Assignment:
The answer must be every line of the records below that contains the word "jacket".

Material to process:
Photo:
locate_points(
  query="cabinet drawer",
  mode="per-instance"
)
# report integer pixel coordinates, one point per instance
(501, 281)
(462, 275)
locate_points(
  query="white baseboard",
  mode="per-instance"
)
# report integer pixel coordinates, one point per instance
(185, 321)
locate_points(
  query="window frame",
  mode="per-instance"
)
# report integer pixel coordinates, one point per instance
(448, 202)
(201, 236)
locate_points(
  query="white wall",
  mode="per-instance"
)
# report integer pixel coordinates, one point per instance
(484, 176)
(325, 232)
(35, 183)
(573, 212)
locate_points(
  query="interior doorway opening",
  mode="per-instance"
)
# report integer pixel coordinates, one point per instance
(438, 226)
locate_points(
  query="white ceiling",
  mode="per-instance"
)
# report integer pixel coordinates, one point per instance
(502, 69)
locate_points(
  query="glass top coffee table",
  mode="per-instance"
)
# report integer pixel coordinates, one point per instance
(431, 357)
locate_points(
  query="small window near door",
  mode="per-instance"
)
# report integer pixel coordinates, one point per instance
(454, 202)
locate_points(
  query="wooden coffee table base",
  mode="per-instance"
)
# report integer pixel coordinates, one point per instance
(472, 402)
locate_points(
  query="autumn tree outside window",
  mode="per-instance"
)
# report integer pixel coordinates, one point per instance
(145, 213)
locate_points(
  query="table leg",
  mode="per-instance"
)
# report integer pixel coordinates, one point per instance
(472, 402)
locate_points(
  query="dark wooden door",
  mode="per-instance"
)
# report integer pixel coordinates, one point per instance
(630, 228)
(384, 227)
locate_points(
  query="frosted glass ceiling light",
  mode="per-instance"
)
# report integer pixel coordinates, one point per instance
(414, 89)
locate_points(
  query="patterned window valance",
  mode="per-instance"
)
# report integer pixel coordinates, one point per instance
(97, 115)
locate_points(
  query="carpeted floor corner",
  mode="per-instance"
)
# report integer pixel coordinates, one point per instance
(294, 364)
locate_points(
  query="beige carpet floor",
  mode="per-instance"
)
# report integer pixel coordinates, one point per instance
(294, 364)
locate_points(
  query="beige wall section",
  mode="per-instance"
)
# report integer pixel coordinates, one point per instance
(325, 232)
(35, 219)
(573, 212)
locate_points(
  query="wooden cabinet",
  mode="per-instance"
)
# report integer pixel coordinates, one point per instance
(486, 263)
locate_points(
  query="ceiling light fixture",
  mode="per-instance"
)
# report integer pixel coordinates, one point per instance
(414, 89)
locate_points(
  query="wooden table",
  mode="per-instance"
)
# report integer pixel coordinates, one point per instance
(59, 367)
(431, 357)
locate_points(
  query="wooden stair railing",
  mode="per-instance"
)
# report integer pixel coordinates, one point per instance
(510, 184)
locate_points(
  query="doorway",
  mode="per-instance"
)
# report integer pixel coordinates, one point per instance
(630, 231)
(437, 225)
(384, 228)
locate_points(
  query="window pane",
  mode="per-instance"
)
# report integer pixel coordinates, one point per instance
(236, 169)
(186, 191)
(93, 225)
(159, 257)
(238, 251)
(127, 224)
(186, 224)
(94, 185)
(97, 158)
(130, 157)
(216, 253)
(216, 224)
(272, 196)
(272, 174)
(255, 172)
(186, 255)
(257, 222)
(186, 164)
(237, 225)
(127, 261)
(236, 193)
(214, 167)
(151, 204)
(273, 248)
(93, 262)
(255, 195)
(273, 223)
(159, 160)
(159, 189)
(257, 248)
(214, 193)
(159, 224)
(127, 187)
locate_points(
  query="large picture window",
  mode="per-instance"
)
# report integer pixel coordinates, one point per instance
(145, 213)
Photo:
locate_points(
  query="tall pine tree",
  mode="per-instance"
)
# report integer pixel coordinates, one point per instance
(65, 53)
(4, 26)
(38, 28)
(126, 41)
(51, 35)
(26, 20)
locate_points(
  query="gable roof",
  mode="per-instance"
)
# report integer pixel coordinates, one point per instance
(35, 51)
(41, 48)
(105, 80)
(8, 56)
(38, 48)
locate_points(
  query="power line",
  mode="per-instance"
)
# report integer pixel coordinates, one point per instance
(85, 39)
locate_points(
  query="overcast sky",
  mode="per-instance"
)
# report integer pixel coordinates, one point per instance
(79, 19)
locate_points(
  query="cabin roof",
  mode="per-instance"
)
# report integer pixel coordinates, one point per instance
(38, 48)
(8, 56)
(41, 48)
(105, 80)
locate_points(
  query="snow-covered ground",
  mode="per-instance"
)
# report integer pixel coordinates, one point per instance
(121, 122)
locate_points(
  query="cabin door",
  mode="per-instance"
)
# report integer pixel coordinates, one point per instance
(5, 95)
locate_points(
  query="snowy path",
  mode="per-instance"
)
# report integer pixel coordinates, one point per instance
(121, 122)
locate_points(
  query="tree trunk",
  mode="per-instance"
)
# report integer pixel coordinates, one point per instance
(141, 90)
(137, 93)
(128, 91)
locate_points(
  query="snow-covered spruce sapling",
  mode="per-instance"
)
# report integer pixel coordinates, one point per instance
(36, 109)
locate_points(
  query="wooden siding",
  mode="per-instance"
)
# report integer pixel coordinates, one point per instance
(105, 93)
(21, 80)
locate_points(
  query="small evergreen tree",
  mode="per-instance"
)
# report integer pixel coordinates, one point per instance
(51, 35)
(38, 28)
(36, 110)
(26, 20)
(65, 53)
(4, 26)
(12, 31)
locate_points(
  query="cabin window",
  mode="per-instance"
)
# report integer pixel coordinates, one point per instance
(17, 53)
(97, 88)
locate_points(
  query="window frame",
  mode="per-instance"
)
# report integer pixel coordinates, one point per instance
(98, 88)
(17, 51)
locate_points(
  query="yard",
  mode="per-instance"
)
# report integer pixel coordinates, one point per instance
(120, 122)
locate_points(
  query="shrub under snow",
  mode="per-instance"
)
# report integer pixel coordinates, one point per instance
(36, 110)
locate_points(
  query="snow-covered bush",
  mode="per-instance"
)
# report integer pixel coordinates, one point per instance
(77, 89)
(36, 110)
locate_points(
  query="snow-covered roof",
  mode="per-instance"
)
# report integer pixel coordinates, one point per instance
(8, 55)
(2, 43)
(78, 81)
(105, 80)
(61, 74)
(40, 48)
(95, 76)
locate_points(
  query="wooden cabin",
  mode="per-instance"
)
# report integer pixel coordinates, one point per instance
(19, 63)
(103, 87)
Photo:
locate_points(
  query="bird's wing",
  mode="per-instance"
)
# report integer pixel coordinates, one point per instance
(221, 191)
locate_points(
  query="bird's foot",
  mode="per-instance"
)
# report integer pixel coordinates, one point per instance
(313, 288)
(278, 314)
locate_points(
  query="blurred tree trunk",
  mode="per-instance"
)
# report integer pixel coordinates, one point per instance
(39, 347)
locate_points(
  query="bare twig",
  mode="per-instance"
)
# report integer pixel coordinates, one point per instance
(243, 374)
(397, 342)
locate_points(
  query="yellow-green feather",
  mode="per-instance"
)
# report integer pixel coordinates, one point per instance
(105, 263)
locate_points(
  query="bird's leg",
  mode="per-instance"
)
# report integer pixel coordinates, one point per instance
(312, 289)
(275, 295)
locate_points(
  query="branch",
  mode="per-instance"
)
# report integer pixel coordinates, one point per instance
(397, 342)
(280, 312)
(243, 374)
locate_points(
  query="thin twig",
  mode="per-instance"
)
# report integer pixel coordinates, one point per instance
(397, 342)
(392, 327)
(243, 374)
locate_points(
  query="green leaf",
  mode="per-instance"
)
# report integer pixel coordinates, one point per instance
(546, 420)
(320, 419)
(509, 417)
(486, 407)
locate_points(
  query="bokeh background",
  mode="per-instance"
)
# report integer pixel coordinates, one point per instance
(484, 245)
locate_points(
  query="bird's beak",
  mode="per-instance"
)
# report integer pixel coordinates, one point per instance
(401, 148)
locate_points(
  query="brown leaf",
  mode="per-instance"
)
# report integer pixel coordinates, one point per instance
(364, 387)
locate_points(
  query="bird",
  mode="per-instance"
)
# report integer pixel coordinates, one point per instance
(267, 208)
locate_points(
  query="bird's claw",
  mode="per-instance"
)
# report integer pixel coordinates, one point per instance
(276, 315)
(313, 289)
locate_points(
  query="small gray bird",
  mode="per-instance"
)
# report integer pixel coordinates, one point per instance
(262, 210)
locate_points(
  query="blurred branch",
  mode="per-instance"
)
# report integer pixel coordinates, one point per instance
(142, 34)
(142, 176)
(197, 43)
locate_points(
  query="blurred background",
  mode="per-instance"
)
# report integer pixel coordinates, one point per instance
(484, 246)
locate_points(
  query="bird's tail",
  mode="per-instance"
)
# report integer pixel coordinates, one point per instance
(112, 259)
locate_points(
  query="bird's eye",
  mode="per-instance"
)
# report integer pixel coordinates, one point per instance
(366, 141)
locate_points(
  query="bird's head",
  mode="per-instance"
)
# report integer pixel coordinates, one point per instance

==

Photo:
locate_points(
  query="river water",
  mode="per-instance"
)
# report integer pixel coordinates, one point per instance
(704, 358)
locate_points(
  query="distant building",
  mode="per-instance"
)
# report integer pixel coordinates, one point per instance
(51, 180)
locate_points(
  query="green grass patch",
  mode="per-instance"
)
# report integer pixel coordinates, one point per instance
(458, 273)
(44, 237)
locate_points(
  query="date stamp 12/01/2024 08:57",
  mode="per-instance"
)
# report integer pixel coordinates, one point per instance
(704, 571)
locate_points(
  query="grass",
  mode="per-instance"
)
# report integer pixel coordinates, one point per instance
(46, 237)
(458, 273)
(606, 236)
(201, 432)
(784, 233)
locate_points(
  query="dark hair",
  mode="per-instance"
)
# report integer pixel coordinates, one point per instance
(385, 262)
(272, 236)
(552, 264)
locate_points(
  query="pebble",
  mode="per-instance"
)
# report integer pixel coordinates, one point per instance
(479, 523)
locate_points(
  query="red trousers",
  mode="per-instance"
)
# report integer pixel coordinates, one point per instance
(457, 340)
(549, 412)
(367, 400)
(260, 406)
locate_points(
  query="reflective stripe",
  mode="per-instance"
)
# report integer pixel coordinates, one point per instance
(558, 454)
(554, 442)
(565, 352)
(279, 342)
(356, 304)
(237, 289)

--

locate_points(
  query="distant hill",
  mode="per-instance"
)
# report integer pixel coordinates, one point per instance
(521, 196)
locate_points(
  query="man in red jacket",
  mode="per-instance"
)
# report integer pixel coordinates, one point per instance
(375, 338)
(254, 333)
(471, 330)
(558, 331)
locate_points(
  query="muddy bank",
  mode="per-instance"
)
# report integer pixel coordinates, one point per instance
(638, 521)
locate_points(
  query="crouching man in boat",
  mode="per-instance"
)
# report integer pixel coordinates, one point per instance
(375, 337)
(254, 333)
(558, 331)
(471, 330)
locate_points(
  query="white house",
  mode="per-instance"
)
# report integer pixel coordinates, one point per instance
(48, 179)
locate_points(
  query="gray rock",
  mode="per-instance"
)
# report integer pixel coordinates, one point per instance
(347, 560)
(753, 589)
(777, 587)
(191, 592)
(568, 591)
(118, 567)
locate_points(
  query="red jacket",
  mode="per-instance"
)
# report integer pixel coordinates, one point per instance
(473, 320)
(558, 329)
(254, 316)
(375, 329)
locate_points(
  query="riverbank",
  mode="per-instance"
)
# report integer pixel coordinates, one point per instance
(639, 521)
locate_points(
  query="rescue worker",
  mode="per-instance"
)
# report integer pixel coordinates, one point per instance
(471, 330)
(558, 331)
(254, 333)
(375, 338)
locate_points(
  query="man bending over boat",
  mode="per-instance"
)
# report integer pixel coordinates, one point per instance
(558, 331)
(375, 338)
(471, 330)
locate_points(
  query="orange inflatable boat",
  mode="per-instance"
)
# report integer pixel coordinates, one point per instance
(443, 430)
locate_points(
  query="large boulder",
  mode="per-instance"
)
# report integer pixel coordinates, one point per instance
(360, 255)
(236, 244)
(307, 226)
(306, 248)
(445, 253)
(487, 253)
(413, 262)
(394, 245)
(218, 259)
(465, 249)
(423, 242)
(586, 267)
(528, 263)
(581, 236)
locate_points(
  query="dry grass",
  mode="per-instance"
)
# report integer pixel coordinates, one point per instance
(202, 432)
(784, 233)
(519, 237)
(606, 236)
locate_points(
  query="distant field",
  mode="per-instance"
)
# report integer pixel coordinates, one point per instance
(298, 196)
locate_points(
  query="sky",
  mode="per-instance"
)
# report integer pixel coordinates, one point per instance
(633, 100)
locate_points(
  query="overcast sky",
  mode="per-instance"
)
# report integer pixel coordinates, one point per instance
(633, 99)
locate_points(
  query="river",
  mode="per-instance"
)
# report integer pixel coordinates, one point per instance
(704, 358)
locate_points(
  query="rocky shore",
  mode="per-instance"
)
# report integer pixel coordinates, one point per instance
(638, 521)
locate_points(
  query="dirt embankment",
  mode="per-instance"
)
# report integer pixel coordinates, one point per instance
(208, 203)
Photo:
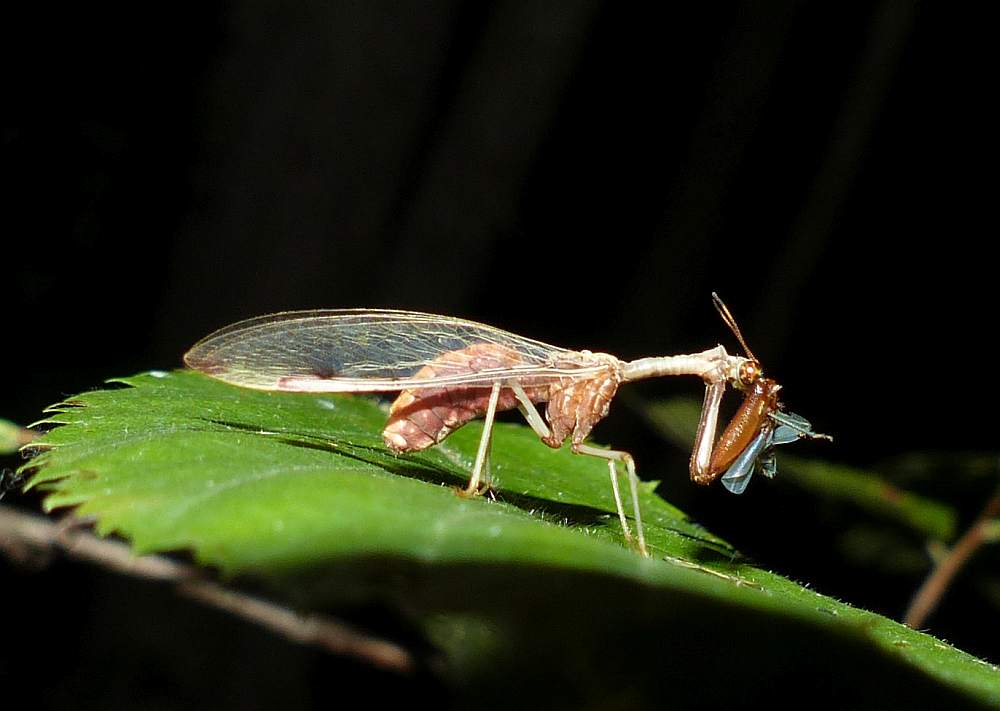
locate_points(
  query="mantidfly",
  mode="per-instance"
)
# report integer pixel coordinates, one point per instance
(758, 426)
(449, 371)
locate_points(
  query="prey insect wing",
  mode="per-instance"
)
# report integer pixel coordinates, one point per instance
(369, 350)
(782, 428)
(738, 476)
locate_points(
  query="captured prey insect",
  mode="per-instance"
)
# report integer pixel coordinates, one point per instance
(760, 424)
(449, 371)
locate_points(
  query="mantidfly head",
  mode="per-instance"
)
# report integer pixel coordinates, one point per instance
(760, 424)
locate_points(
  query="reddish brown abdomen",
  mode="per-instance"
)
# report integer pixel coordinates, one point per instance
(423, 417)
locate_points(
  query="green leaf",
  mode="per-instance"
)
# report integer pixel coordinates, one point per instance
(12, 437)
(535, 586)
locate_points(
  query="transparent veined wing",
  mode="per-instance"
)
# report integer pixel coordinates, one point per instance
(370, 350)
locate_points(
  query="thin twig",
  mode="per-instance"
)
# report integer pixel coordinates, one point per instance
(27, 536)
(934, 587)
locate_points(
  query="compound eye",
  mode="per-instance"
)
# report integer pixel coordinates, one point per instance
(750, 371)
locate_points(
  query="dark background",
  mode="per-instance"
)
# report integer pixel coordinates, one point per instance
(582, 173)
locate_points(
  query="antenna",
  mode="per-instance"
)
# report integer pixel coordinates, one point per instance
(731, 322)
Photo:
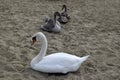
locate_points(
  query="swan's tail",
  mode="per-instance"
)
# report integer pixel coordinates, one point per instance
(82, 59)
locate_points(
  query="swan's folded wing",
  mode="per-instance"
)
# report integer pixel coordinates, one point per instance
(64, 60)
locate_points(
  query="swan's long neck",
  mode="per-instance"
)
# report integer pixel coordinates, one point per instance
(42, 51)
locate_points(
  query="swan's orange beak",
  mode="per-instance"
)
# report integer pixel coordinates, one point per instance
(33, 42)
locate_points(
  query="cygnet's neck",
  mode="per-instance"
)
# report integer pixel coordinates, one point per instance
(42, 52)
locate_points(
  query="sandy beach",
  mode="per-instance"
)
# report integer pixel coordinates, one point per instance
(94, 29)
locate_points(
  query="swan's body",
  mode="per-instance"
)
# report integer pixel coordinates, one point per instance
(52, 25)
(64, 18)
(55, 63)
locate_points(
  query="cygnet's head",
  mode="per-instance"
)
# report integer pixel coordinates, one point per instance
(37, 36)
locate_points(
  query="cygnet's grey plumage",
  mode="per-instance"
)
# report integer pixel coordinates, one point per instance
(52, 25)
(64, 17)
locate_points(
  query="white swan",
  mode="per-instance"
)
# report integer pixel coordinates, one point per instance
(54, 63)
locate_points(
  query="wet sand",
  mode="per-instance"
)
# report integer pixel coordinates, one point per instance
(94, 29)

Expected output:
  query="man in red jacket",
  query="red jacket",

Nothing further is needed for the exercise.